**About this task**: Nothing but the lines holding the string "below" should appear in the answer. Copy them from the entries.

**Given records**:
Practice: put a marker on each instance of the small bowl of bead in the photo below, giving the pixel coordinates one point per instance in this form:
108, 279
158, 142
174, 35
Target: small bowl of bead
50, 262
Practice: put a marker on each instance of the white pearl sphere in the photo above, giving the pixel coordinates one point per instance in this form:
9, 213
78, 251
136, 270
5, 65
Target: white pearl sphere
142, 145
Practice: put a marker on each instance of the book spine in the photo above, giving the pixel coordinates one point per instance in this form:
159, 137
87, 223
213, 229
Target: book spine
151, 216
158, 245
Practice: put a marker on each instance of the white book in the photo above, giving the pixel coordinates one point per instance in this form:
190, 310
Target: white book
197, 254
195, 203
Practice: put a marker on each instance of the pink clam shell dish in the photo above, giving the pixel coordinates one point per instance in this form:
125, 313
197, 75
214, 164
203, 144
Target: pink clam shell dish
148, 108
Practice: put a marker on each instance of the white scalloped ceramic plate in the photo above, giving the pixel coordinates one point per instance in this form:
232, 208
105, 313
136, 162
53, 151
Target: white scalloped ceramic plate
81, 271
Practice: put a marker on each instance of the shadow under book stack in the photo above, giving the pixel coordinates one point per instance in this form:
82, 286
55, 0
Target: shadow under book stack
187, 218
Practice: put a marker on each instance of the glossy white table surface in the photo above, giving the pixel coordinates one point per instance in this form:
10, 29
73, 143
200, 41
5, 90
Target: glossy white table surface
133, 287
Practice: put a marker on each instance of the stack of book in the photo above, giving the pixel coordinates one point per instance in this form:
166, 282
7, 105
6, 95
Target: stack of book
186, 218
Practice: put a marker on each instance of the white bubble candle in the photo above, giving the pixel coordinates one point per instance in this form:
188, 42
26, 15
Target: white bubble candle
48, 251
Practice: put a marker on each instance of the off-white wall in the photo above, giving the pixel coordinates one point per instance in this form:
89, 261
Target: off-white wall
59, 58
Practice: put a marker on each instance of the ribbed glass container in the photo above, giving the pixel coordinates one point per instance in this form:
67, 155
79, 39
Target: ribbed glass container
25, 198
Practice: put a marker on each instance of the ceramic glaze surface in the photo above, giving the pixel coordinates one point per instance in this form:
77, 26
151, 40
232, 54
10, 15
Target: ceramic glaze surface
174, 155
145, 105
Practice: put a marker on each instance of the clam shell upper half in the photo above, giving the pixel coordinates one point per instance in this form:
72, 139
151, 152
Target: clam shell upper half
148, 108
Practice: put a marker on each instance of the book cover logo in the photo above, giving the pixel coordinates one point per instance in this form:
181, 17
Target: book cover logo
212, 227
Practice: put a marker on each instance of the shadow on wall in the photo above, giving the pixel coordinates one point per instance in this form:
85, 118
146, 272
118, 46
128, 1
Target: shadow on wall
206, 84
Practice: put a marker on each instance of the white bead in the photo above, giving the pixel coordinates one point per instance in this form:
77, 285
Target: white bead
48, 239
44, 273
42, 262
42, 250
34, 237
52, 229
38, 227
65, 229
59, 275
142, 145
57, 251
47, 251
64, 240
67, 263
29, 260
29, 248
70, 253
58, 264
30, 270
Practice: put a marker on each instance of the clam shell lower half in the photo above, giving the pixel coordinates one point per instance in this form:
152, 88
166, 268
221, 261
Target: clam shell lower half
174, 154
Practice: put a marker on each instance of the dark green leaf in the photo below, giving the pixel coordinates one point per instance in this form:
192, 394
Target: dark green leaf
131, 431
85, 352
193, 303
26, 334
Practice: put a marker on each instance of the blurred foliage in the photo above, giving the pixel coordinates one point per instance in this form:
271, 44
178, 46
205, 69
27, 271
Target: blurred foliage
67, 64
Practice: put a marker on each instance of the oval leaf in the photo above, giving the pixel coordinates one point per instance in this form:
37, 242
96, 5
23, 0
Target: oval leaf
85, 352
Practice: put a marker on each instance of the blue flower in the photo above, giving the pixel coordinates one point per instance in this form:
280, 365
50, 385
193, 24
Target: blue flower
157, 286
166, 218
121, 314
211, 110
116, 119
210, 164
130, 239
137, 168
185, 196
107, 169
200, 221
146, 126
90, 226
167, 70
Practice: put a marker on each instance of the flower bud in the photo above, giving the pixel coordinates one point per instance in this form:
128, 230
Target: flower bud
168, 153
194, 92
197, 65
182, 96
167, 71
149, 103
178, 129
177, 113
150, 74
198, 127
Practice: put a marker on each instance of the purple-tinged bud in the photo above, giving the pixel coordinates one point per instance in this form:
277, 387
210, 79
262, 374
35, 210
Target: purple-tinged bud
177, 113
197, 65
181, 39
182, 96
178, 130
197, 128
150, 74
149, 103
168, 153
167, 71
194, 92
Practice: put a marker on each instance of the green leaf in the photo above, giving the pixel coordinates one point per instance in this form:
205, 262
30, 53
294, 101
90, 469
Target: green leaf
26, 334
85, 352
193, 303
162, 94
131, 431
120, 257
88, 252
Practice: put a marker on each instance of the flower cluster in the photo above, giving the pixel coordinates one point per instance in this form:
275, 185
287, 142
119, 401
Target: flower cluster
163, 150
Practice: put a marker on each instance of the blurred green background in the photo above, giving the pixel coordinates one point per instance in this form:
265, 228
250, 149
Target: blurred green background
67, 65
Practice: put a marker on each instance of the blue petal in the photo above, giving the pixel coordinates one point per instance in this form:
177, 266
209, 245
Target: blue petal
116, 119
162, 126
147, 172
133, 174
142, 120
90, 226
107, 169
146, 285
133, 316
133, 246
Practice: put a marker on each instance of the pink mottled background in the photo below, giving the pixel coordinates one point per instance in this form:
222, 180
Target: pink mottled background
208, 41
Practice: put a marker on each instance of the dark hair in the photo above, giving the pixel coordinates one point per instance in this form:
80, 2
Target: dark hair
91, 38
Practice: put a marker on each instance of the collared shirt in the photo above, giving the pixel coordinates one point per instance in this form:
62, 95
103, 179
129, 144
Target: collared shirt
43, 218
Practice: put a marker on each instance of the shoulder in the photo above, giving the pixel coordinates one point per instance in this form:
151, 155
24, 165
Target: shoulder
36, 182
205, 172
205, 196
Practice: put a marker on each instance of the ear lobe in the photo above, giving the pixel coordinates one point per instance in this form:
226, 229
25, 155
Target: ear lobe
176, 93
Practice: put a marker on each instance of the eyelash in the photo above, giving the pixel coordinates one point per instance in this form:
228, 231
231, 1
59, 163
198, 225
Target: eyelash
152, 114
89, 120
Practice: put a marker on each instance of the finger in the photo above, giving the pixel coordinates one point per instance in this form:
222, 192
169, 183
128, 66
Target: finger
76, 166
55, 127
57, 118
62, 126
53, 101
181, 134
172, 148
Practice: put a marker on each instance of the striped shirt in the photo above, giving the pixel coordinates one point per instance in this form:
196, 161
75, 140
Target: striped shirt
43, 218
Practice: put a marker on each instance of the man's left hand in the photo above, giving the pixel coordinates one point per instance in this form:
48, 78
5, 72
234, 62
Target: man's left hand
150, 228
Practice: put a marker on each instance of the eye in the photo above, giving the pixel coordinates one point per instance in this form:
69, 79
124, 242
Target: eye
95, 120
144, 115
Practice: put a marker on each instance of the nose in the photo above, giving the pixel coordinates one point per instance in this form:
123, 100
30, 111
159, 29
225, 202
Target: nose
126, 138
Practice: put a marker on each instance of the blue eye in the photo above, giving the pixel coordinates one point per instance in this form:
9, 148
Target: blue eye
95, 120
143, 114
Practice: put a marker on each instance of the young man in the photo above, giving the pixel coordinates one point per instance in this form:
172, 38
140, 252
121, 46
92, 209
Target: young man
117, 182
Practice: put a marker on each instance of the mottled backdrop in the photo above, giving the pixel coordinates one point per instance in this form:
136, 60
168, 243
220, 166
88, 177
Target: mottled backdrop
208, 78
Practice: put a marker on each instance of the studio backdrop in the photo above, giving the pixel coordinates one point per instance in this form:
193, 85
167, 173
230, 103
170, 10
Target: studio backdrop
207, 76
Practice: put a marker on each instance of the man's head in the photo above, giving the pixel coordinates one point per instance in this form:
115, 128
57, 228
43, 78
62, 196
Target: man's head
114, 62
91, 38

**Answer for the task**:
Practice: put a marker on each instance of the small bowl of bead in the photo below, giving the pixel coordinates one point per instance in this form:
Practice: put a marker on each instance of the dark green leaf in the photo below, giving the pixel coordinates one point per instance in this form:
Practice: put a marker on each instance of the pink mottled background in the photo below, giving the pixel coordinates one point per instance in this form:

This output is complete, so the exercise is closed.